#### [CONSIGNE ÉCRITE 1]
Recopiez le passage de l'extrait compris entre « Comment expliquer la » et « XXIe siècle ? » inclus, en remplaçant « Birmingham » par « Leeds ».

LE RENDEZ-VOUS DES IDÉES. Selon l’historienne
Benedetta Rossi, certaines formes d’aide au développement ont contribué à
perpétuer des pratiques d’exploitation.
« Des Noirs ont réduit d’autres
Noirs en esclavage, et ça continue ! », lance Biram Dah Abeid face à une
assemblée galvanisée. Le député mauritanien et militant anti-esclavagiste, à la
tête de l’Initiative pour la résurgence du mouvement abolitionniste (IRA),
vient de passer cinq mois en prison.
Ce samedi 16 février, il s’exprime à l’Ecole des hautes
études en sciences sociales (EHESS), à Paris, à l’occasion d’une conférence sur
« l’abolitionnisme africain au XXIe siècle ». La
salle peine à contenir un public tumultueux composé majoritairement d’hommes
venus des foyers africains de Paris et de sa banlieue. Ils sont là pour
écouter, témoigner, dénoncer l’esclavage et ses survivances dans leur pays
d’origine et même au sein des diasporas. Le sujet est brûlant, tabou.
Anachronique.
Pourtant, dans certains pays du Sahel, les sociétés portent
toujours la marque de cet asservissement. Le Niger comptait
870 363 esclaves en 2015, d’après Ali Bouzou, secrétaire général
de l’ONG abolitionniste Timidria. Lors de son intervention, il a dénoncé l’une
de ses formes contemporaines, la pratique de la cinquième épouse, la « wahaya » :
dans certaines régions, des jeunes filles, parfois mineures et d’ascendance
servile, sont arrachées à leurs parents pour être vendues et mariées ;
corvéables à merci, elles sont aussi exploitées sexuellement.
Comment expliquer la persistance de l’esclavage des
décennies après les abolitions ? De quelle manière l’abolitionnisme
européen a-t-il, paradoxalement, contribué à la perpétuation de cette
pratique ? Professeure au sein du département d’anthropologie et
d’histoire africaine de l’université de Birmingham, Benedetta Rossi coordonne
une vaste étude, à l’échelle du Sahel, sur ce sujet « longtemps resté
tabou » et pourtant très prégnant dans les sociétés. Elle a répondu
aux questions du Monde Afrique.
Comment définissez-vous l’esclavage
du XXIe siècle ?
Benedetta Rossi Il y a débat très vif sur la définition. Pour moi,
aujourd’hui, c’est le fait qu’une personne soit entièrement sous le contrôle
d’un autre individu. L’esclavage perdure dans le monde entier, sous des formes
diverses. En Afrique, l’esclavage par ascendance coexiste avec la traite des
êtres humains et l’esclavage sexuel, pratiques répandues dans les zones où se
sont récemment déroulées des guerres. Plus globalement, l’héritage de
l’esclavage reste prégnant dans la vie sociale. Dans beaucoup de régions, avoir
une ascendance servile vous expose aux discriminations et vous prive de l’accès
aux postes à responsabilités et aux ressources économiques.

#### [MATÉRIEL DE L'EXERCICE]
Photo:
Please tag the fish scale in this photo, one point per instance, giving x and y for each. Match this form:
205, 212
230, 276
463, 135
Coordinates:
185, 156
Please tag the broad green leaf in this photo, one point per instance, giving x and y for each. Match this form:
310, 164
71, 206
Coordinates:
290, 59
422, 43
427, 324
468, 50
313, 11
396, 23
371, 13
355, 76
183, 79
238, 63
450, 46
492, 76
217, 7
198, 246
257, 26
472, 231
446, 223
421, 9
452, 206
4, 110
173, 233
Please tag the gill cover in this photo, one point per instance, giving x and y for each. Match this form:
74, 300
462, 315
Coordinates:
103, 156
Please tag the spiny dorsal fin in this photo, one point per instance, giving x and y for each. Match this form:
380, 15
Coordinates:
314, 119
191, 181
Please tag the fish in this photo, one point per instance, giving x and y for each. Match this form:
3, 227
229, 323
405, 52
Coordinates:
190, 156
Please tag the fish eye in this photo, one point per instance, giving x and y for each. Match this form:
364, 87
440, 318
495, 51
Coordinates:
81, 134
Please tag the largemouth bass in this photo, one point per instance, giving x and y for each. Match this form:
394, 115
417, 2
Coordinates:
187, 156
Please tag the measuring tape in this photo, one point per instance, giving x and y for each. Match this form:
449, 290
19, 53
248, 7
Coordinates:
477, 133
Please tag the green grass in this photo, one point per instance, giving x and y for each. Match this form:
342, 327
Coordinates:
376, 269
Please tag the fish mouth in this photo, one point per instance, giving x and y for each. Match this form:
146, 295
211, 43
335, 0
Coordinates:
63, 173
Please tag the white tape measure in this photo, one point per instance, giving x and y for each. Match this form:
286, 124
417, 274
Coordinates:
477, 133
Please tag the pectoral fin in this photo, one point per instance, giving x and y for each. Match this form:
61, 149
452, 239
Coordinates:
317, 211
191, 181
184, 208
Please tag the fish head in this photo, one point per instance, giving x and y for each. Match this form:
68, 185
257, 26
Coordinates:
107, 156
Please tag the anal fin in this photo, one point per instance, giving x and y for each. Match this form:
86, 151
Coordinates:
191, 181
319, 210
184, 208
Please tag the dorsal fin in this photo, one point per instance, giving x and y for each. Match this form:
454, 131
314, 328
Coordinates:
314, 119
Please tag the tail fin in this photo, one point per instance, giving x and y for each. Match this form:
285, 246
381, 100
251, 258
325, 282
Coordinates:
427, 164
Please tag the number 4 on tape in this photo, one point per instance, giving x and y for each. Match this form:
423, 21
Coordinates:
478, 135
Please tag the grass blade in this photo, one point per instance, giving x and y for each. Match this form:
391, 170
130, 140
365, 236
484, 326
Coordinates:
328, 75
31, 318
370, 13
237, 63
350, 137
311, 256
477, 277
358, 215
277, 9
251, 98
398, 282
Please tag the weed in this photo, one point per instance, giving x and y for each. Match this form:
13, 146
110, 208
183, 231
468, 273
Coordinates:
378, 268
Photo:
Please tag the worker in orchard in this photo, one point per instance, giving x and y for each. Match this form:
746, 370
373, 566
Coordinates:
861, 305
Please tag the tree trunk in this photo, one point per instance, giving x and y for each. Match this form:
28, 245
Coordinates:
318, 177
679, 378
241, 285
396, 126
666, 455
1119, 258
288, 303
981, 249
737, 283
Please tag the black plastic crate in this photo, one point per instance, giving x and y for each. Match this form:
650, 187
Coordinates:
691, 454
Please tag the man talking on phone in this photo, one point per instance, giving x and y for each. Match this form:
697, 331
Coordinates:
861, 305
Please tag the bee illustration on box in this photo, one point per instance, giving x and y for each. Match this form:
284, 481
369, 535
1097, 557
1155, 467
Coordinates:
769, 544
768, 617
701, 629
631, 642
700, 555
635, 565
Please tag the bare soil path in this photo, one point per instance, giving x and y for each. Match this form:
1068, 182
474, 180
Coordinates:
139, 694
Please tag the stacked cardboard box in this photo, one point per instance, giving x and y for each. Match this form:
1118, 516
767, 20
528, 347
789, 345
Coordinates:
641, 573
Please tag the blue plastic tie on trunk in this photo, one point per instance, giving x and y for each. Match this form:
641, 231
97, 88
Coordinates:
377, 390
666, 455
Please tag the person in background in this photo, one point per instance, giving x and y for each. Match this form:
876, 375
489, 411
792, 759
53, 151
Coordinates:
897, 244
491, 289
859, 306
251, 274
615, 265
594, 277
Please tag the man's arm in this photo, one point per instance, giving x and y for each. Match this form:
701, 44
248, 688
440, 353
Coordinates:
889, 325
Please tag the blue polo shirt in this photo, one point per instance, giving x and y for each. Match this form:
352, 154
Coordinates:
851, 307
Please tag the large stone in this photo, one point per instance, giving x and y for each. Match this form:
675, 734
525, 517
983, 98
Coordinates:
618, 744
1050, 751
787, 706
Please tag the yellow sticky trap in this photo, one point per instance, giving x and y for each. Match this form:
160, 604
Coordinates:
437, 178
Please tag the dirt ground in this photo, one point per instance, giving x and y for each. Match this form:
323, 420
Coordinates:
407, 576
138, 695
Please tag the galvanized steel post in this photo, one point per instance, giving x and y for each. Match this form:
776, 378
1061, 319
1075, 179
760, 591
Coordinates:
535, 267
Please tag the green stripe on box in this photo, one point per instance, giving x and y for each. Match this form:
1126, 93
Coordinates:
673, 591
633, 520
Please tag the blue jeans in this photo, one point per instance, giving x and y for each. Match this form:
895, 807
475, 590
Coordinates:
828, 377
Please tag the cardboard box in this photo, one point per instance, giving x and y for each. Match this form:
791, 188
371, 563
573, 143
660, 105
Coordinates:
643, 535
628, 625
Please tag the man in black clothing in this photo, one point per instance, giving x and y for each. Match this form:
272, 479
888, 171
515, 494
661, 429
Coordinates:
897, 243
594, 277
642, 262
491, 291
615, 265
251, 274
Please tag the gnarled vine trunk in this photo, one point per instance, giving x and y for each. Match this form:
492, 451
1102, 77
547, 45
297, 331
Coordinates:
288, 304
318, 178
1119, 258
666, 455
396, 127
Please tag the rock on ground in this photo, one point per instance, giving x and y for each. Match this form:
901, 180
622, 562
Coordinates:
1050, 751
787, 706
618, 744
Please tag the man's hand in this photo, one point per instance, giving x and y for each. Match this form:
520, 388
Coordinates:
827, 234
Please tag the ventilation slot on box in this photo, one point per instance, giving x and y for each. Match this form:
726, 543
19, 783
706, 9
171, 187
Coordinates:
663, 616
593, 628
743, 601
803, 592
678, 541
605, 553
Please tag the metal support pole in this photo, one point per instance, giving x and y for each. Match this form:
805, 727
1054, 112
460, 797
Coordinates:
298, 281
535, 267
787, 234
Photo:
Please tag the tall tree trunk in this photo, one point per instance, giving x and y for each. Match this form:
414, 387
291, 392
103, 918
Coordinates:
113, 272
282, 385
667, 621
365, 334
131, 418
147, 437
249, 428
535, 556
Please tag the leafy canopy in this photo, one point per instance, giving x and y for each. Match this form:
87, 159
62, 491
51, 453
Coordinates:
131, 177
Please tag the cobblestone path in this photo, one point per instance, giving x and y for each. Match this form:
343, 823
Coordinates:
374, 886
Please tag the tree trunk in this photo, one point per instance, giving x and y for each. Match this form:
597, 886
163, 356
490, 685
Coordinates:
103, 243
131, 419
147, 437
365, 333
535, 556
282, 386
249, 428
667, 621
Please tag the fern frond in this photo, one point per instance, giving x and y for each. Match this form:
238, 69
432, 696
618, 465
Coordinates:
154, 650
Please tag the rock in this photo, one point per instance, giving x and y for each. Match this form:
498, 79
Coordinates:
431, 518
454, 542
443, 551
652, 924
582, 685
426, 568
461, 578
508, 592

#### [CONSIGNE ÉCRITE 2]
Repérez et recopiez chaque ligne des enregistrements qui contient la chaîne « black », en respectant la casse.

#### [RÉSULTAT ATTENDU 1]
Comment expliquer la persistance de l’esclavage des
décennies après les abolitions ? De quelle manière l’abolitionnisme
européen a-t-il, paradoxalement, contribué à la perpétuation de cette
pratique ? Professeure au sein du département d’anthropologie et
d’histoire africaine de l’université de Leeds, Benedetta Rossi coordonne
une vaste étude, à l’échelle du Sahel, sur ce sujet « longtemps resté
tabou » et pourtant très prégnant dans les sociétés. Elle a répondu
aux questions du Monde Afrique.
Comment définissez-vous l’esclavage
du XXIe siècle ?

#### [RÉSULTAT ATTENDU 2]
Please tag the black plastic crate in this photo, one point per instance, giving x and y for each. Match this form:
Please tag the man in black clothing in this photo, one point per instance, giving x and y for each. Match this form:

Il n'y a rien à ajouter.